#### Exercise requirements
Find "Task: identify the apartment" in the data below; transcribe the line it appears on and each line after it, exactly, to the end, and nothing else.

## Start Data in this exercise

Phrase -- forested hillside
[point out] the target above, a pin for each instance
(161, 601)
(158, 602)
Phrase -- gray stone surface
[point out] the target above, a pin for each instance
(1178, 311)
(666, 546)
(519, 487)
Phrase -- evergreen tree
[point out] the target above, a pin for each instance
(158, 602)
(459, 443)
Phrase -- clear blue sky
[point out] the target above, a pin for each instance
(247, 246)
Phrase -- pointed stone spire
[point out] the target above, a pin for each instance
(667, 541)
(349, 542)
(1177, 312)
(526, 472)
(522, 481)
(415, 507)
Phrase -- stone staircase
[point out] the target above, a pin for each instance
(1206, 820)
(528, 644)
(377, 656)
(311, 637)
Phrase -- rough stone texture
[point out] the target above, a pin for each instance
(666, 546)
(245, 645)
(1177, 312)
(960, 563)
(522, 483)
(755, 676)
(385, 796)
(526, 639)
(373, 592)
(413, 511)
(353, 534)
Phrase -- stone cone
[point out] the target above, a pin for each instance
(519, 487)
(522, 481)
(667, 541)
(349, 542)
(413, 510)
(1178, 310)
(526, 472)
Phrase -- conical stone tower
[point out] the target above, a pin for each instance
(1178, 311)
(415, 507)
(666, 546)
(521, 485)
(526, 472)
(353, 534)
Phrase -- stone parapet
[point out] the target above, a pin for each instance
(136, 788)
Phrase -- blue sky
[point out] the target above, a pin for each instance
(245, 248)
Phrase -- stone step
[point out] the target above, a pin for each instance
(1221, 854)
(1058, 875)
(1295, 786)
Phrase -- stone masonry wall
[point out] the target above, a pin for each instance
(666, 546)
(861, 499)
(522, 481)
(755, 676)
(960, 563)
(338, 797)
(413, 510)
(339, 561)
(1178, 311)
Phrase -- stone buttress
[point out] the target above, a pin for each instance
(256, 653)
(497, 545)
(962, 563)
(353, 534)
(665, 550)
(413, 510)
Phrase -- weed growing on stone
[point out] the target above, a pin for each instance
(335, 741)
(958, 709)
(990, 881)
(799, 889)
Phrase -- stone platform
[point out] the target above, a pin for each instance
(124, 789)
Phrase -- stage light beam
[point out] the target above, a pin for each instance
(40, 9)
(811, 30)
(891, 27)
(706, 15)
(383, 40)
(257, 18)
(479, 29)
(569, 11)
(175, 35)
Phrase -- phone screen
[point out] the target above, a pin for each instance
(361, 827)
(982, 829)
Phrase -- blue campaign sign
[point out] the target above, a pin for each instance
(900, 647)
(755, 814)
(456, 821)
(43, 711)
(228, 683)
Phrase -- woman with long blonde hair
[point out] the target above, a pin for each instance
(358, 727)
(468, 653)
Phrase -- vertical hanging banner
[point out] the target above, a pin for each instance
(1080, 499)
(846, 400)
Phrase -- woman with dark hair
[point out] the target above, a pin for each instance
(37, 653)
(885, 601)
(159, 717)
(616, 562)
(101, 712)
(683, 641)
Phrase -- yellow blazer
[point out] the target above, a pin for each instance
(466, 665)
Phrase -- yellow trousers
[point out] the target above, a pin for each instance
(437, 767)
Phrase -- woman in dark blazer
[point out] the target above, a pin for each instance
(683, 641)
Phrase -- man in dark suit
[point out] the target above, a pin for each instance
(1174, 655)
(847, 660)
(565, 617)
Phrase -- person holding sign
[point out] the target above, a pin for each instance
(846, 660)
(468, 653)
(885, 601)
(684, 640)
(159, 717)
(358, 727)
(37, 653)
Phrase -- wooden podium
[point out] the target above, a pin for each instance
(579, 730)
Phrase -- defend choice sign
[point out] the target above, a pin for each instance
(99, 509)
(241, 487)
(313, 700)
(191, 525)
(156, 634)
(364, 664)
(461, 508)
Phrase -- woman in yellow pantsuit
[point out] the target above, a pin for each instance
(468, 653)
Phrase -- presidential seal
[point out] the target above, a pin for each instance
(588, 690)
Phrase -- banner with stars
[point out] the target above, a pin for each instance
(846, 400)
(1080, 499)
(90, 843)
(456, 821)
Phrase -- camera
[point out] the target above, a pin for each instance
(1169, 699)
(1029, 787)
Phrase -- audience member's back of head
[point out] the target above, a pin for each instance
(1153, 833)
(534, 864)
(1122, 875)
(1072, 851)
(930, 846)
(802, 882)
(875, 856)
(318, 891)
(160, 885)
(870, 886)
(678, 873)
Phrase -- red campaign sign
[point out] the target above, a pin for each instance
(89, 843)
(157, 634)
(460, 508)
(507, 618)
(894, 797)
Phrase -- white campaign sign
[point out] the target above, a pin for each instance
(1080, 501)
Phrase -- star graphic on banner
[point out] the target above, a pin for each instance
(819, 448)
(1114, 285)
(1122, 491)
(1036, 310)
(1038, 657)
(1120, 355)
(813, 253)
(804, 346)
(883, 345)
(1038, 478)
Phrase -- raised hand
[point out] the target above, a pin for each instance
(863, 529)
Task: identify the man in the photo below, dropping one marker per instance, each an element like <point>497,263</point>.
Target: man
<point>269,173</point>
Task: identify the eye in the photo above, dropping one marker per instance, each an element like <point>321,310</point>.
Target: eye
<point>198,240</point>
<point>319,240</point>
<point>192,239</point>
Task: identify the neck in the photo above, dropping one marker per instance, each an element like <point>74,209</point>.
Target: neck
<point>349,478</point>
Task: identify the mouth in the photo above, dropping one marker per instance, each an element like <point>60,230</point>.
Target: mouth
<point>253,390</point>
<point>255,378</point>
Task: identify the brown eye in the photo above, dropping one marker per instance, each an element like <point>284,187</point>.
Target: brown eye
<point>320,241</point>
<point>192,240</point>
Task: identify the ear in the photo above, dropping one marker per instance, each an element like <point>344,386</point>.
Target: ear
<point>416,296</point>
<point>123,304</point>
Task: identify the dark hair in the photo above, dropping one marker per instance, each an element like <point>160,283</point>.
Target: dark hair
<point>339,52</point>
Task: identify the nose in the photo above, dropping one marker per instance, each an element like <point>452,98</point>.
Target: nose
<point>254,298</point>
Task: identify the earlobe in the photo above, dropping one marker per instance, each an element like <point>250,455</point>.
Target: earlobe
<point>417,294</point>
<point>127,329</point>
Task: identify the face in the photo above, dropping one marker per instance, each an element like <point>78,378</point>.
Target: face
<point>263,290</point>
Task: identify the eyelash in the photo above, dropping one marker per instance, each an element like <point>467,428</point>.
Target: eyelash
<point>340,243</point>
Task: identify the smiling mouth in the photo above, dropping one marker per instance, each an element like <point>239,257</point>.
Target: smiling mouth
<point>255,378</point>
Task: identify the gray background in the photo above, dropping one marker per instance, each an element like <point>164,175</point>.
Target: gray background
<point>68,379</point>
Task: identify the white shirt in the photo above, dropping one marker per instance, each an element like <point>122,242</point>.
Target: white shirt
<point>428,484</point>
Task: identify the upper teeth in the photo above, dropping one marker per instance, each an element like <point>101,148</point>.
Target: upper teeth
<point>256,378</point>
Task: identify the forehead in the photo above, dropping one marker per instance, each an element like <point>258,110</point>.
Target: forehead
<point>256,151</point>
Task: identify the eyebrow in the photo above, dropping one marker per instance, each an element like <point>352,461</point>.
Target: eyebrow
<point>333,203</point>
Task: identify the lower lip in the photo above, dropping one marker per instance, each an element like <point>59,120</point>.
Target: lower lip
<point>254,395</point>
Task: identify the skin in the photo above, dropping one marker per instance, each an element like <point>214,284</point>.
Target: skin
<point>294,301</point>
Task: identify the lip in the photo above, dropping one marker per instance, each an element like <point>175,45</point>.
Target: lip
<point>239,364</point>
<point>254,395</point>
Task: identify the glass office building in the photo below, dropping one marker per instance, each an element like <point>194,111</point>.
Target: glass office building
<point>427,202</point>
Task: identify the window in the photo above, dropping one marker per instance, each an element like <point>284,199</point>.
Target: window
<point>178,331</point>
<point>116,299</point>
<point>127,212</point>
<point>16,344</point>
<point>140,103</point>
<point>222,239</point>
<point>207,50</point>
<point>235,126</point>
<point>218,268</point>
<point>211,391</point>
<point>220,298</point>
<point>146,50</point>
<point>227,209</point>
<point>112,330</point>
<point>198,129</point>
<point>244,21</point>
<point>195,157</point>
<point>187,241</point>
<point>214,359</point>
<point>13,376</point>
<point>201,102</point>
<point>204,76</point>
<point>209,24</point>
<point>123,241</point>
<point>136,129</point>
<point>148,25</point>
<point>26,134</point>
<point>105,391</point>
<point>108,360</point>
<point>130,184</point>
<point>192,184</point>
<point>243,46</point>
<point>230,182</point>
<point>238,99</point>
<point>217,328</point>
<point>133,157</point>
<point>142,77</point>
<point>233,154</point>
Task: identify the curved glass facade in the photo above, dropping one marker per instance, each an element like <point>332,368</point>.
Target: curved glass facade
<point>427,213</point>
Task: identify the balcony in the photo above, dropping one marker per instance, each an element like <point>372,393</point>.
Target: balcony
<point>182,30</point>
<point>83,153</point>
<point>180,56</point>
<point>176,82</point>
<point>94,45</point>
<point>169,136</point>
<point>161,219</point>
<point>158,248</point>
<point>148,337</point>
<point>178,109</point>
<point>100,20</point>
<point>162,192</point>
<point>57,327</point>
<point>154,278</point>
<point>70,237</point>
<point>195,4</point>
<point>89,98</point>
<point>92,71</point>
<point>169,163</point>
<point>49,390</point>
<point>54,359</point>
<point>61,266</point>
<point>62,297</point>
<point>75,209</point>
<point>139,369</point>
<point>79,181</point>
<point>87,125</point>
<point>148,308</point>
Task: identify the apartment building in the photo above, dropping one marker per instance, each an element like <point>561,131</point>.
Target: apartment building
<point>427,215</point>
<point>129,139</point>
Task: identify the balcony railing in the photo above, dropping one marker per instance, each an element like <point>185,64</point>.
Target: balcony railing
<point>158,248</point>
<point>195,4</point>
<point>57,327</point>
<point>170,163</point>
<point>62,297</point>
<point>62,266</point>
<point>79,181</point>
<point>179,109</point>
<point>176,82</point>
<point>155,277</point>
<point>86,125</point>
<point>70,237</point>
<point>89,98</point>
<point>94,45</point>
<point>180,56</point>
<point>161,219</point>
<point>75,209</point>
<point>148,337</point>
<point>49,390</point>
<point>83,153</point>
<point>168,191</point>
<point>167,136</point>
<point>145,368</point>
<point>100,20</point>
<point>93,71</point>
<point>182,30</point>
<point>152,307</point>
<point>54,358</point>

## End Data in this exercise

#### Right answer
Task: identify the apartment building in the photo above, dropping one marker per instance, each an element like <point>561,131</point>.
Target: apartment building
<point>427,215</point>
<point>129,139</point>
Task: identify the balcony railing in the photo above, dropping one marker per instance, each an element like <point>185,64</point>.
Target: balcony railing
<point>158,248</point>
<point>195,4</point>
<point>57,327</point>
<point>170,163</point>
<point>62,297</point>
<point>62,266</point>
<point>79,181</point>
<point>179,109</point>
<point>176,82</point>
<point>155,277</point>
<point>86,125</point>
<point>70,237</point>
<point>89,98</point>
<point>94,45</point>
<point>180,56</point>
<point>161,219</point>
<point>75,209</point>
<point>148,337</point>
<point>49,390</point>
<point>83,153</point>
<point>168,191</point>
<point>167,136</point>
<point>145,368</point>
<point>100,20</point>
<point>93,71</point>
<point>182,30</point>
<point>152,307</point>
<point>54,358</point>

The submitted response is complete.